### Description of the task
Write out exactly the lines from the one containing "Keep to these rules. Indicate every instance of the mirror" through the last line of the records below, including both.

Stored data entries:
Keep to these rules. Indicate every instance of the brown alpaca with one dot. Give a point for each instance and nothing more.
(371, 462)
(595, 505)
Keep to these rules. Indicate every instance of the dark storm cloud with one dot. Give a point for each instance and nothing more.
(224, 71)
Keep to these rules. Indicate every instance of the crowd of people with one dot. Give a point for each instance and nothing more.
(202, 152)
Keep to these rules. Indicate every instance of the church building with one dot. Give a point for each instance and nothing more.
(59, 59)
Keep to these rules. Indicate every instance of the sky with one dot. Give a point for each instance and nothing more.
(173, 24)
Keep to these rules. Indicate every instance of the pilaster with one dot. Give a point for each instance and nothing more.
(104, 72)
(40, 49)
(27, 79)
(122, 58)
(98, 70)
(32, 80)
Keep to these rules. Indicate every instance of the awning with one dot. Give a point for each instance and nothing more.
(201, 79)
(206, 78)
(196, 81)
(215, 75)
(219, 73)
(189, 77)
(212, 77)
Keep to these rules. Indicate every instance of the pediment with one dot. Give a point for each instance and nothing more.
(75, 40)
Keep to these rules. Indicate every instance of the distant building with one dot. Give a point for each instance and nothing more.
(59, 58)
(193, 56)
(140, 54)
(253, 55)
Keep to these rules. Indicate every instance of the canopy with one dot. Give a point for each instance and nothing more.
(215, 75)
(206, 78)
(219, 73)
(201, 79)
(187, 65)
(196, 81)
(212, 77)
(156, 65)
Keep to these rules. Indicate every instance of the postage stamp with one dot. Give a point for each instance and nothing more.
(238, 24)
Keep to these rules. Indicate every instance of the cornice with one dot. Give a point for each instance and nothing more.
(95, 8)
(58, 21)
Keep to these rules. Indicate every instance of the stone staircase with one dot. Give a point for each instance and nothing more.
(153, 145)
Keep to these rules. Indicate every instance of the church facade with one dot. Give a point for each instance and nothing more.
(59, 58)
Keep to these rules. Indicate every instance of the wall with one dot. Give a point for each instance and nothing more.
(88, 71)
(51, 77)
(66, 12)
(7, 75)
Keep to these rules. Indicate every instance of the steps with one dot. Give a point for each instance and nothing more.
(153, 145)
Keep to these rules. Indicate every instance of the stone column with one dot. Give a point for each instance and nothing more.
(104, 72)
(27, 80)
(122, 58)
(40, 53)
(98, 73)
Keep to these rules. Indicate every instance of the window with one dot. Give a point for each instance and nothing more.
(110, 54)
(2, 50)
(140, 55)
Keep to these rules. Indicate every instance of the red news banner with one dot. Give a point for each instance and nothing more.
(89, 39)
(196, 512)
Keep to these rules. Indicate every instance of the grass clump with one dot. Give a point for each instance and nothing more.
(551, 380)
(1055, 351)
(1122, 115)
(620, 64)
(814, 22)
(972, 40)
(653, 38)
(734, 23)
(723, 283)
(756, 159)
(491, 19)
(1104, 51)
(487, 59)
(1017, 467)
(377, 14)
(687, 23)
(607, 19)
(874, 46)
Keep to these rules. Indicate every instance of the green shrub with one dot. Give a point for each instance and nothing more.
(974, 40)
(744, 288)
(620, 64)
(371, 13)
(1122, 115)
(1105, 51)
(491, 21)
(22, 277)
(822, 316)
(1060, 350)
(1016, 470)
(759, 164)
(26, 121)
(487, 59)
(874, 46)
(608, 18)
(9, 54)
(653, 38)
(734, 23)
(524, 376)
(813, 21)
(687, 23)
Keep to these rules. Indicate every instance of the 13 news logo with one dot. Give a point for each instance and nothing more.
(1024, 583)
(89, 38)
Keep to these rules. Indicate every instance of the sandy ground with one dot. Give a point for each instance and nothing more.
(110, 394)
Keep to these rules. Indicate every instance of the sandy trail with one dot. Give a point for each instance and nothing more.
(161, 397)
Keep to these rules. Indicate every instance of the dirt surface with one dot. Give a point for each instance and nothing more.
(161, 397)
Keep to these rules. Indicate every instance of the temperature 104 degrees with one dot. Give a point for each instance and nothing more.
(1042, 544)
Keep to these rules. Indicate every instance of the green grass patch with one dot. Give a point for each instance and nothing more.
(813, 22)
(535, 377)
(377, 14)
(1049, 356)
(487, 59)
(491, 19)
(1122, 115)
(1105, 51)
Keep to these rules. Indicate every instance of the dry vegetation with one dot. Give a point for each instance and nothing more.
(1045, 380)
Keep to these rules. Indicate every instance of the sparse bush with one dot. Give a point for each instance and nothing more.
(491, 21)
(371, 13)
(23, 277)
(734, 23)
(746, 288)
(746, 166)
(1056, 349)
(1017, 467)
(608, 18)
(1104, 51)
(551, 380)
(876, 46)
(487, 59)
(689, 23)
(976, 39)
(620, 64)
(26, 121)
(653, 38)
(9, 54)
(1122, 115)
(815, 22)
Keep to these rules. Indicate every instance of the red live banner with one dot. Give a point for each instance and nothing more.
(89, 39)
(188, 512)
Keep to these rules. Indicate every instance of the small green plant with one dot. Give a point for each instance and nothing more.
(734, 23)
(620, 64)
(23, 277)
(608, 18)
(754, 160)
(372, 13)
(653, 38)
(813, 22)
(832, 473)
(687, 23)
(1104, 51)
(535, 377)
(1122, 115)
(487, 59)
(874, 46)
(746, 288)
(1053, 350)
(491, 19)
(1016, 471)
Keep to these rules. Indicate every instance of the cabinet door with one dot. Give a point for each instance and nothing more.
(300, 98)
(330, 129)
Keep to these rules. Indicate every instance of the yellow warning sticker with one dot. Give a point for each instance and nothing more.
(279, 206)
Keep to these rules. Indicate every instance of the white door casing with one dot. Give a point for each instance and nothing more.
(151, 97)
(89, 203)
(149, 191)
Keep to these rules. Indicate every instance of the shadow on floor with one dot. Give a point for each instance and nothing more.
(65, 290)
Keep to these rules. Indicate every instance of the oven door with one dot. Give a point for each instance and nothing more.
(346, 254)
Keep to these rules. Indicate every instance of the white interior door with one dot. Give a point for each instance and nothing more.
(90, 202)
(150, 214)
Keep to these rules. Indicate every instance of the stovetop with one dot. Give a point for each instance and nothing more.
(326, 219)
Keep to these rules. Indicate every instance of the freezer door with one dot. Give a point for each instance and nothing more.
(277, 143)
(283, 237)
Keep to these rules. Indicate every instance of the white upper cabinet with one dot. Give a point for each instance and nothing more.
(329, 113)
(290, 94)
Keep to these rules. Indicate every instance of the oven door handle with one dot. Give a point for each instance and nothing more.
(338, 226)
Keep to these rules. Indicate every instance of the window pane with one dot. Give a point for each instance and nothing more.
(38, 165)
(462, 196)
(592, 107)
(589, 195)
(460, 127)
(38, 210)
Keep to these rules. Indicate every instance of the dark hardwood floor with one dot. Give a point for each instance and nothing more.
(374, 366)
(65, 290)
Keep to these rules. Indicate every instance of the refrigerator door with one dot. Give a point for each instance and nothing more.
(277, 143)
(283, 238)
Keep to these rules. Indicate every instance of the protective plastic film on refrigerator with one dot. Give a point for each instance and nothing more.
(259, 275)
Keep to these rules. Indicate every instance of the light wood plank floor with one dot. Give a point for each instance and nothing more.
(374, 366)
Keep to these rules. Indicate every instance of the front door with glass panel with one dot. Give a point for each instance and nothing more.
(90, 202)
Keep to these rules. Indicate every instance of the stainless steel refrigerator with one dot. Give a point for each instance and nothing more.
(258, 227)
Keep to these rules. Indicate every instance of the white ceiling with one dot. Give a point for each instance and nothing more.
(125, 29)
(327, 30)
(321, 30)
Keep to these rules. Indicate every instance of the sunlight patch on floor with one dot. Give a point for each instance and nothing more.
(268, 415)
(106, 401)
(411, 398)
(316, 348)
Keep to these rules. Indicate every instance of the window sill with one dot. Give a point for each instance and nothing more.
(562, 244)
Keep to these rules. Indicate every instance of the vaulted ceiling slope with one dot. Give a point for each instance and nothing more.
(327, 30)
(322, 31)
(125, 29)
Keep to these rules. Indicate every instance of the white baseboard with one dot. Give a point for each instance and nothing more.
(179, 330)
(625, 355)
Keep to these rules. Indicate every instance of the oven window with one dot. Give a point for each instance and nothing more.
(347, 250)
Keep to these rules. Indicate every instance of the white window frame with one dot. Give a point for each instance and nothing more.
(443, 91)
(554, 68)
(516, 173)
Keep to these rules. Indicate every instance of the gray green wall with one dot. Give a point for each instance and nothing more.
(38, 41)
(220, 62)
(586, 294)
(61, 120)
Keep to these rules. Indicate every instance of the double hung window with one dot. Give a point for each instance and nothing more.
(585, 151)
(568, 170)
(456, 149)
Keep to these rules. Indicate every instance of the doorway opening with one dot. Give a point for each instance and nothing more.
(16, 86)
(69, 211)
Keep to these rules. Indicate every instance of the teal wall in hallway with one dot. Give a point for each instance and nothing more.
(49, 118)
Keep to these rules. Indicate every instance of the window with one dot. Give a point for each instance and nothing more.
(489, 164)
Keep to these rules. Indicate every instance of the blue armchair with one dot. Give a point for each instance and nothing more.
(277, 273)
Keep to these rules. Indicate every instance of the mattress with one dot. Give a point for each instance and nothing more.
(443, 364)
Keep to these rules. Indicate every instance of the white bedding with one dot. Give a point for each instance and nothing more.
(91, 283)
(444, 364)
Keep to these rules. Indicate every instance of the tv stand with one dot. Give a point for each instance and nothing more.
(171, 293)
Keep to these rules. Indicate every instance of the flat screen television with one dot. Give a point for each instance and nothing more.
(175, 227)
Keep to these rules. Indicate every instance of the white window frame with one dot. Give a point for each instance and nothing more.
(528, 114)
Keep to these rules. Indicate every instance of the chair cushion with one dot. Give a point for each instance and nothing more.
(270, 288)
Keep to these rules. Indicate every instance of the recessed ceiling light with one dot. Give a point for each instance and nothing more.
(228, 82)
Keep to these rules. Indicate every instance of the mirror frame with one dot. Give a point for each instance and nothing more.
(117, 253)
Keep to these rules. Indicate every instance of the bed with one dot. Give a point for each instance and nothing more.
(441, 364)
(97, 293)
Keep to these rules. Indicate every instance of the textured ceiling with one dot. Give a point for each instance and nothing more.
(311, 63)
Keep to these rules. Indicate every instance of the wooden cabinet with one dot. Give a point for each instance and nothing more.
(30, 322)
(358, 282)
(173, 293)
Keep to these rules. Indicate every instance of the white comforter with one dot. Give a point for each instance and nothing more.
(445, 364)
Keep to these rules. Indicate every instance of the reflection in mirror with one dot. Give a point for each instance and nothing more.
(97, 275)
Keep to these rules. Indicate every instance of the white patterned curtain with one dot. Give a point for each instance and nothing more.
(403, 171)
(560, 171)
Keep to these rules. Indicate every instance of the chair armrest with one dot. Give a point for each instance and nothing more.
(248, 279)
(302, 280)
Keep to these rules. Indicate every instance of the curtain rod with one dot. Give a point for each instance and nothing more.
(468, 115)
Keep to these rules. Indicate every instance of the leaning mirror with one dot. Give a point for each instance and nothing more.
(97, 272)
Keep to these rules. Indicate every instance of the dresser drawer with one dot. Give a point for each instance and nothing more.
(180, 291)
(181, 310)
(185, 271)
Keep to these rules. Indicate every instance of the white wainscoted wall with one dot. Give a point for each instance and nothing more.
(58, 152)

### Solved problem
Keep to these rules. Indicate every instance of the mirror frame with one dot. Give a point for each instance and nothing more.
(117, 253)
Keep to these rules. Indicate every instance of the bed with one dot. Give a point for each instance and nothing more.
(441, 364)
(97, 293)
Keep to these rules. Indicate every instance of the textured ceiling with one dot. Give a point for each instance and nothing more.
(311, 63)
Keep to these rules. Indicate every instance of the wooden cabinet with one dot. Give a point for each instance and nothing more.
(30, 322)
(358, 282)
(173, 293)
Keep to these rules. Indicate every instance of the white comforter with one dot. Give a point for each instance and nothing more.
(445, 364)
Keep to these rules. Indicate every instance of the reflection in mirror with one dot. Give a point for each instance and nothing more.
(97, 275)
Keep to these rules. Indicate every instance of the white patterned curtain with one dot. Give a point for each instance and nothing more.
(403, 171)
(560, 171)
Keep to these rules. Indicate every instance of the chair armrest with one dot. Give a point for each instance and nothing more.
(248, 279)
(302, 280)
Keep to these rules. Indicate every instance of the curtain rod with one dot. Give a point for each instance and nothing more.
(468, 115)
Keep to these rules. Indicate every instance of the leaning mirror with one dot. Give a point for each instance and nothing more.
(97, 272)
Keep to these rules. Indicate every instance of the dresser drawer with one dot. Give a point for each instance and nothing more.
(180, 291)
(181, 310)
(185, 271)
Keep to these rules. Indicate every instance of the white wainscoted wall with one dot. Give a point for each instance and nothing more.
(58, 152)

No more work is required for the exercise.